═══ Provided entries
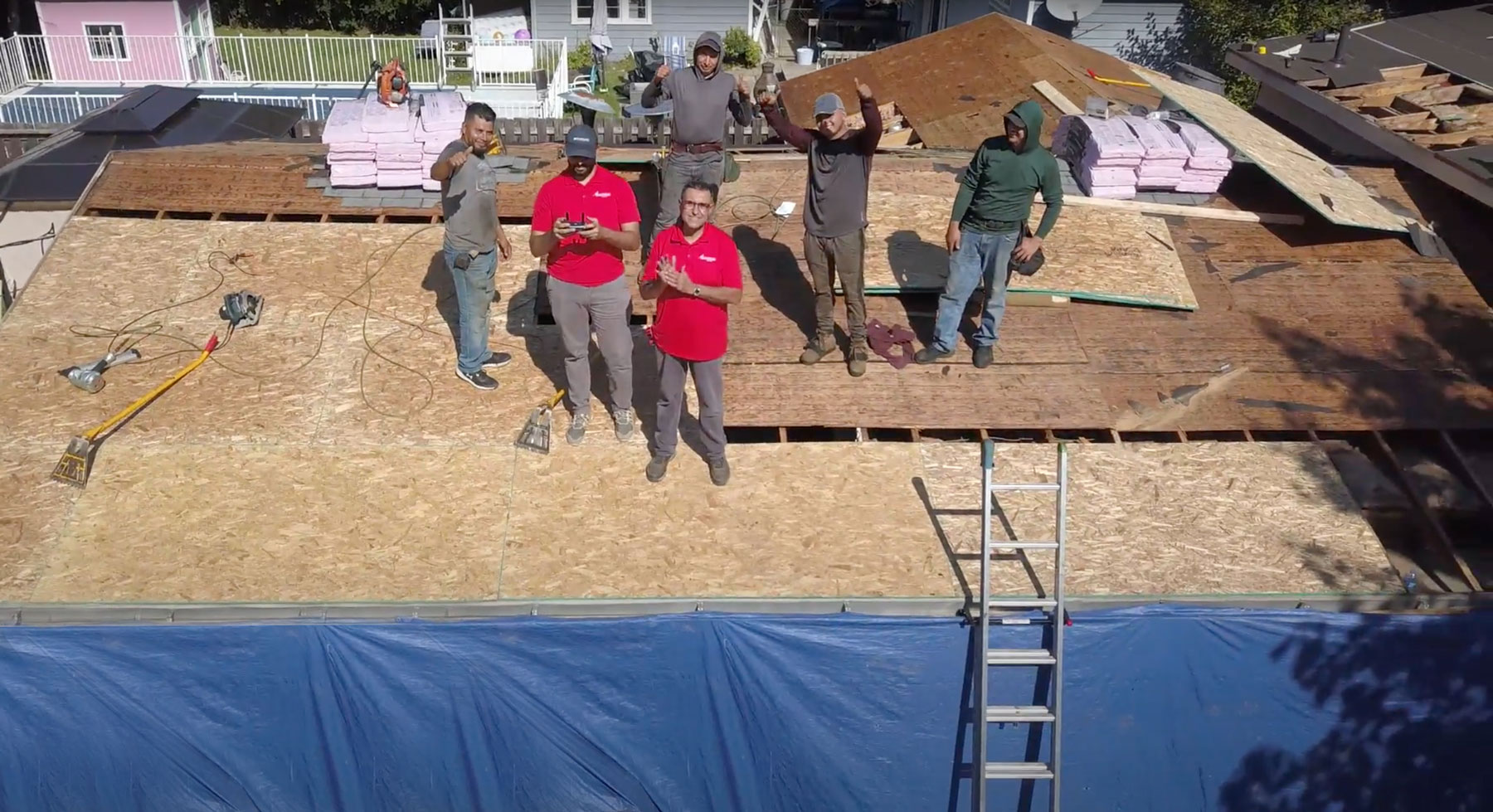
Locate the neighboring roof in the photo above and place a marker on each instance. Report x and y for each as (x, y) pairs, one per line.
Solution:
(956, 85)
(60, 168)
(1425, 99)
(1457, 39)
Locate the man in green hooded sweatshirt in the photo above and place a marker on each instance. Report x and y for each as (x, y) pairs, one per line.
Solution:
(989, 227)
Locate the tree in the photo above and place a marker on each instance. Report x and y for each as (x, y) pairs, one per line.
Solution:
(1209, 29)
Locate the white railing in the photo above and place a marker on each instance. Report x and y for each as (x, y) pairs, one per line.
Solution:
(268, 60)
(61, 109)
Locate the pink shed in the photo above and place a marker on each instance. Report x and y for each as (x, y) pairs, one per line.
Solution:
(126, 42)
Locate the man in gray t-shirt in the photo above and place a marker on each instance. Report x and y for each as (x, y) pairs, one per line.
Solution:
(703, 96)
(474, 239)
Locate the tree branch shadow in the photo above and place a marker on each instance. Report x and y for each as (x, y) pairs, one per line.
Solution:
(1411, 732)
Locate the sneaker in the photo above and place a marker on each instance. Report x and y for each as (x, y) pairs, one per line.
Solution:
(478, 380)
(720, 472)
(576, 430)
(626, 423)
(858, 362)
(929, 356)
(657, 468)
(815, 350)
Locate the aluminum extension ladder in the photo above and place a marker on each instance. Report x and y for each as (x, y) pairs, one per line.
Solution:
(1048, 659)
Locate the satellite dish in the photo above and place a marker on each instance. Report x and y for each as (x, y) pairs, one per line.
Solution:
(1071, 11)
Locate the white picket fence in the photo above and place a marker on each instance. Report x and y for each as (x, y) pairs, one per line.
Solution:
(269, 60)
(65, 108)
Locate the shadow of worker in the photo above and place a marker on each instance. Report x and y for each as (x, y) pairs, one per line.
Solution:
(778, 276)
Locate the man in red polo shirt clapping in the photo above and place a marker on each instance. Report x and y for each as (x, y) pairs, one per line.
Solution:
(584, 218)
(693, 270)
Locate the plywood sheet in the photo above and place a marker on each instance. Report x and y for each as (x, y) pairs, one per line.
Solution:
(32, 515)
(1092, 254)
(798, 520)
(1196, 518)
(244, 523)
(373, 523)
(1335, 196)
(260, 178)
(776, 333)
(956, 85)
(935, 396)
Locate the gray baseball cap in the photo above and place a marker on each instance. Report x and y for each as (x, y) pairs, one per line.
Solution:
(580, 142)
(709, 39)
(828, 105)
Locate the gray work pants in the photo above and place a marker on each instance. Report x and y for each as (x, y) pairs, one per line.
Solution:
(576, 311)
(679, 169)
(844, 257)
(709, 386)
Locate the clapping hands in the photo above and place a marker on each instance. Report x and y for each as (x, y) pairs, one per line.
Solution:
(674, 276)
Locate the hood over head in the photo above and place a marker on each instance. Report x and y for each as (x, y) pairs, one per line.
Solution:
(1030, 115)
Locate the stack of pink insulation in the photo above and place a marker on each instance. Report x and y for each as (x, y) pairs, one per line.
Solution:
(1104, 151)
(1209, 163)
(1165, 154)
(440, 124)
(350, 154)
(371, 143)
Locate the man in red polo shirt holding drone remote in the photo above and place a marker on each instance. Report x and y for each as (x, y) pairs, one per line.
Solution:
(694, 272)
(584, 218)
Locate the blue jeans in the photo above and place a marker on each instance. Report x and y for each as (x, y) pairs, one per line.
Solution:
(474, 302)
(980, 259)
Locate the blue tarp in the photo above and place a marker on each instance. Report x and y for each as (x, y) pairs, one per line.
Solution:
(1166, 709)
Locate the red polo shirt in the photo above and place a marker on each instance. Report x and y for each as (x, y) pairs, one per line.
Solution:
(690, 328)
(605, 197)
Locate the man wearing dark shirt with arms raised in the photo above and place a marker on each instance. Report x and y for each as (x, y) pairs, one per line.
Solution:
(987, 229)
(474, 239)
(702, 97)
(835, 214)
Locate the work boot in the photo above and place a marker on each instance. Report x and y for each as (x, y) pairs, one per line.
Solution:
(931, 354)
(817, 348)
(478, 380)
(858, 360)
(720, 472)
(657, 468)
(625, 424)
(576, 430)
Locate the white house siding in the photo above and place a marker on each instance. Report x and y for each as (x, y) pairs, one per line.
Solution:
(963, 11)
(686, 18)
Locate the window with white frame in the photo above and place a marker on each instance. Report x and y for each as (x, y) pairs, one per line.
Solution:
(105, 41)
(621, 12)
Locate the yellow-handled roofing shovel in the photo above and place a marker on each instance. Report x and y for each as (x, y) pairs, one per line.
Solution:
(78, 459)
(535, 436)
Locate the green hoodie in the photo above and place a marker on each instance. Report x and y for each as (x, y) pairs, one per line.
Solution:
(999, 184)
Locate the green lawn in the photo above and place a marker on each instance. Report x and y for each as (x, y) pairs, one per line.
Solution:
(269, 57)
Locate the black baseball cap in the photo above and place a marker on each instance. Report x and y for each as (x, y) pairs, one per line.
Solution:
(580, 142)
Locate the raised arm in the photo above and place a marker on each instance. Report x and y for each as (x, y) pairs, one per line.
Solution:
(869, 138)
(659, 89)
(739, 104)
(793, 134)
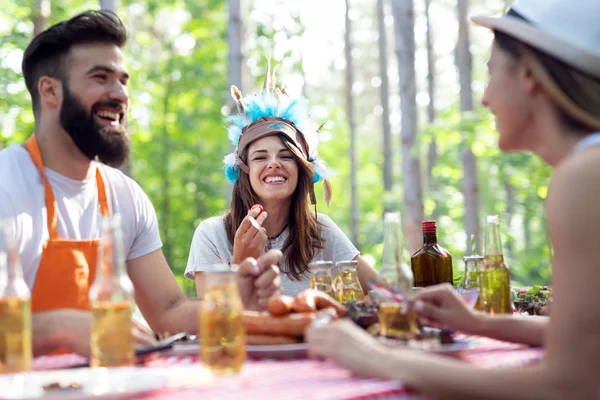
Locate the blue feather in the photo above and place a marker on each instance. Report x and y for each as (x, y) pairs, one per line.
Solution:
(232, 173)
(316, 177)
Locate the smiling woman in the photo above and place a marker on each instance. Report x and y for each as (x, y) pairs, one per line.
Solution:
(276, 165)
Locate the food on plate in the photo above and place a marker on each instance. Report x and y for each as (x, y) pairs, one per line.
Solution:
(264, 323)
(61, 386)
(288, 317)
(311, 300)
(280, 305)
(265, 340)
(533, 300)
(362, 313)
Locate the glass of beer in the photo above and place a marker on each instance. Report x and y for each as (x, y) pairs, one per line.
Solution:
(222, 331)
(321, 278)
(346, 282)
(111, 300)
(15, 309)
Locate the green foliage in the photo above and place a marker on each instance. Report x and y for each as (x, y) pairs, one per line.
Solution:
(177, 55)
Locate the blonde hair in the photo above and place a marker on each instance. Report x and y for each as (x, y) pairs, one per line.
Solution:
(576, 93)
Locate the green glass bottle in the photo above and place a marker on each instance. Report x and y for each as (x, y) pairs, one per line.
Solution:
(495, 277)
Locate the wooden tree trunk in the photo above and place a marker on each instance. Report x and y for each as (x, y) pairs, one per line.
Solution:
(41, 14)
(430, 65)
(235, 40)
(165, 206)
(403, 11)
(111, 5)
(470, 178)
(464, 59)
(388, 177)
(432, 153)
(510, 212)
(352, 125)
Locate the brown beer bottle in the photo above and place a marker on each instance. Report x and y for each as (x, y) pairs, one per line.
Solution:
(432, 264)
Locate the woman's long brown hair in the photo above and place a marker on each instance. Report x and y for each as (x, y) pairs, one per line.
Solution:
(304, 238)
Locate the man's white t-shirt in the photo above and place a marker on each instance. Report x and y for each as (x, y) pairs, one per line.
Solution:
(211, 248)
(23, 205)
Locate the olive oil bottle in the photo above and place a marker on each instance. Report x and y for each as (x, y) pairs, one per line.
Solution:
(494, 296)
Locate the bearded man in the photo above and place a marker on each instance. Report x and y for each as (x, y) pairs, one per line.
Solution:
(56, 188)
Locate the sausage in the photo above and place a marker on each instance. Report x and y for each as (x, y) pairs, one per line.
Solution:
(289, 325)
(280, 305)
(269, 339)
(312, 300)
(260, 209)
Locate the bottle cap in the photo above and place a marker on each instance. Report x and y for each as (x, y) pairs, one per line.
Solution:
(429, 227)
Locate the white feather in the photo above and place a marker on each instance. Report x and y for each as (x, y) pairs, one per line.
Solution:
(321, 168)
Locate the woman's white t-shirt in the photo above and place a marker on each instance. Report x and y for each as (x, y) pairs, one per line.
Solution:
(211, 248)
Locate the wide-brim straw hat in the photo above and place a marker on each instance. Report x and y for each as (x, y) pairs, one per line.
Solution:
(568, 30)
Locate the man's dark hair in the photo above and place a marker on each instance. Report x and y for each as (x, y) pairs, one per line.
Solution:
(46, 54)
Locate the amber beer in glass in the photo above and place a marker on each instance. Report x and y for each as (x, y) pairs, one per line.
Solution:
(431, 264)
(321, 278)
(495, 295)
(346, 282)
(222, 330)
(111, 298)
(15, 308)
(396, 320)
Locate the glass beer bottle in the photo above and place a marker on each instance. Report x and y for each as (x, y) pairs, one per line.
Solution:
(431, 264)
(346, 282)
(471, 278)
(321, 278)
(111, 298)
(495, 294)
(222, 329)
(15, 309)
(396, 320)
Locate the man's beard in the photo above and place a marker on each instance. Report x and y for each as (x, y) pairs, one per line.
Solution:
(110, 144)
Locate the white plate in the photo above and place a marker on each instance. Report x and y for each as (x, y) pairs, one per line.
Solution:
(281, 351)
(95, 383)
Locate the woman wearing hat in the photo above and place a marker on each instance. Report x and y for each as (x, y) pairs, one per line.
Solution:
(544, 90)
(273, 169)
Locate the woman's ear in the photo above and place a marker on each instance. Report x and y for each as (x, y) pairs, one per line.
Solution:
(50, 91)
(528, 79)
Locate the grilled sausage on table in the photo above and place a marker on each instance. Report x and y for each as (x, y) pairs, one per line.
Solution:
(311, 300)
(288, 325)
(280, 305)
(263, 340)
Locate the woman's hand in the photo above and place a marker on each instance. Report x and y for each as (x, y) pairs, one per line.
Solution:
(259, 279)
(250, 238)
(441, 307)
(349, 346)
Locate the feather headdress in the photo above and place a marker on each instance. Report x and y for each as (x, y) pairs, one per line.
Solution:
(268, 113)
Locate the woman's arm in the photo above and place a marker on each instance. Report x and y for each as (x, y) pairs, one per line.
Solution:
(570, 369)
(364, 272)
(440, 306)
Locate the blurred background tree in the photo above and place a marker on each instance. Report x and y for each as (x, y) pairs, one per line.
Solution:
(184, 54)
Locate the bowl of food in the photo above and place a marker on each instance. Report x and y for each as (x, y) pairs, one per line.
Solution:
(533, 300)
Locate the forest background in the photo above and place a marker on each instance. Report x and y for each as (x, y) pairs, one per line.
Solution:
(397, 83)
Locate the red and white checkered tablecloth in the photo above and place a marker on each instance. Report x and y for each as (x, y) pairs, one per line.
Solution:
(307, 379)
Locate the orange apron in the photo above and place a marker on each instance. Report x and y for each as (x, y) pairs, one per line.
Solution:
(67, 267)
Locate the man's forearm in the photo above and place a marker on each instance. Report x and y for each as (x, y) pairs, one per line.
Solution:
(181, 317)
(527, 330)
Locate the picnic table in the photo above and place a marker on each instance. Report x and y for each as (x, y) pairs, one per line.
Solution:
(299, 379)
══════
:: Directions for this task ::
From the data, list each line in which the string "polo" appears.

:: Answer to this exercise ::
Locate the man in red polo shirt clapping in the photo above and place a marker on each instance. Report x and y for each as (x, y) pairs, one per line.
Locate the man in red polo shirt holding drone remote in the photo above and place a marker on each instance. Report x and y for each as (x, y) pairs, one per line.
Locate the red polo shirt in the photo above and place a marker on each instance. Report x and y for each as (x, y) pairs, one per line.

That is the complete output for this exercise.